_YOUR OBJECTIVE_. Gather every line in the records below that contains the string "road", and copy each one in full.

_STORED DATA_.
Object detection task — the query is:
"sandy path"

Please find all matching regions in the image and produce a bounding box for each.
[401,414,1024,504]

...

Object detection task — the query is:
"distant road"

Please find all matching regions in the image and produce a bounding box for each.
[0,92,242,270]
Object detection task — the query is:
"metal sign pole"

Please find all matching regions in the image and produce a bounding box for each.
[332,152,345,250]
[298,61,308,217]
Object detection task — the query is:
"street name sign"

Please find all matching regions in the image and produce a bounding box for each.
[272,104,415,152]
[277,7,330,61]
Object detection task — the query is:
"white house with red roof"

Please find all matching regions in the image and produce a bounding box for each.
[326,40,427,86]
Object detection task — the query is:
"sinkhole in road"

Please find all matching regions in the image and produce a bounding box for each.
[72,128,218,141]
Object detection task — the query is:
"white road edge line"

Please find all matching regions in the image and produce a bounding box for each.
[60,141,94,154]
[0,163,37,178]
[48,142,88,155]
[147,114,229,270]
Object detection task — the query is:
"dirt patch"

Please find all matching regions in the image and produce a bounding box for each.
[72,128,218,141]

==

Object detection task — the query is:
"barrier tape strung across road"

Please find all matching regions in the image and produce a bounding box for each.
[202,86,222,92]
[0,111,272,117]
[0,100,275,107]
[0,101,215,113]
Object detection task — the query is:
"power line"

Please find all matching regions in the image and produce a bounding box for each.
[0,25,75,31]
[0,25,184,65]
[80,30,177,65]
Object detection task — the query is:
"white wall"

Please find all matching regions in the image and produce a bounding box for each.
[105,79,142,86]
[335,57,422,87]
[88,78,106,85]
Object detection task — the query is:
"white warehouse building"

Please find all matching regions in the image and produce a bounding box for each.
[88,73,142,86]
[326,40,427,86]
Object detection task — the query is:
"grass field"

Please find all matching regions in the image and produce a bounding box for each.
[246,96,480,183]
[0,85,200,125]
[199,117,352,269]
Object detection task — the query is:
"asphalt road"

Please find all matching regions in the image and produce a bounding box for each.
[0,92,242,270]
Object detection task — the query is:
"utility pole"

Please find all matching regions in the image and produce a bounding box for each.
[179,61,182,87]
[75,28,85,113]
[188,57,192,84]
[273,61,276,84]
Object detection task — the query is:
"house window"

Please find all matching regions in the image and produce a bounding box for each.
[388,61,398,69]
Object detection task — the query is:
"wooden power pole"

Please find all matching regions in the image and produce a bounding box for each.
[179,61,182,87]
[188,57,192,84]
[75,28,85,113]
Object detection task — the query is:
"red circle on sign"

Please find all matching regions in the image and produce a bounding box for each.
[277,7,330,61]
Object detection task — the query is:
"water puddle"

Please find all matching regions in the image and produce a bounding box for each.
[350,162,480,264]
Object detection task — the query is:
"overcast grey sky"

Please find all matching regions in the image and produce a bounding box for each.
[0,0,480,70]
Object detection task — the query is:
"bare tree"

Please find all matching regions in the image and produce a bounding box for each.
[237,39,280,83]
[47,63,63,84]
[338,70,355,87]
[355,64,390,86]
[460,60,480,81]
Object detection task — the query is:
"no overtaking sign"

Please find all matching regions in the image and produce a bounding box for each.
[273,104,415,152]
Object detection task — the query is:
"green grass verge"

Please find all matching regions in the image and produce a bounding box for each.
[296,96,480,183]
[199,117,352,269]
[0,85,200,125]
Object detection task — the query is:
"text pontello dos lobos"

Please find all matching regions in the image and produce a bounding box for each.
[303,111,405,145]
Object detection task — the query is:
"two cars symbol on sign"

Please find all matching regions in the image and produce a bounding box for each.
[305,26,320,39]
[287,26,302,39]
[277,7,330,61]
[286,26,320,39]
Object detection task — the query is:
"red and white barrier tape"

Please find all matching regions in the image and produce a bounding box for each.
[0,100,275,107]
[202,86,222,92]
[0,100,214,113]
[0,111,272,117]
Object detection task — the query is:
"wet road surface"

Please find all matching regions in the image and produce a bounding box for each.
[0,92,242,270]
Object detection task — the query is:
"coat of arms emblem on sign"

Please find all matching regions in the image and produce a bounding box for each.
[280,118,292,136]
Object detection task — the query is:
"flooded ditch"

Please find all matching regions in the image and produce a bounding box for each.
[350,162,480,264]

_TASK SOLUTION_.
"distant road"
"sinkhole in road"
"white road edge line"
"barrier tape strung across road"
"asphalt road"
"wet road surface"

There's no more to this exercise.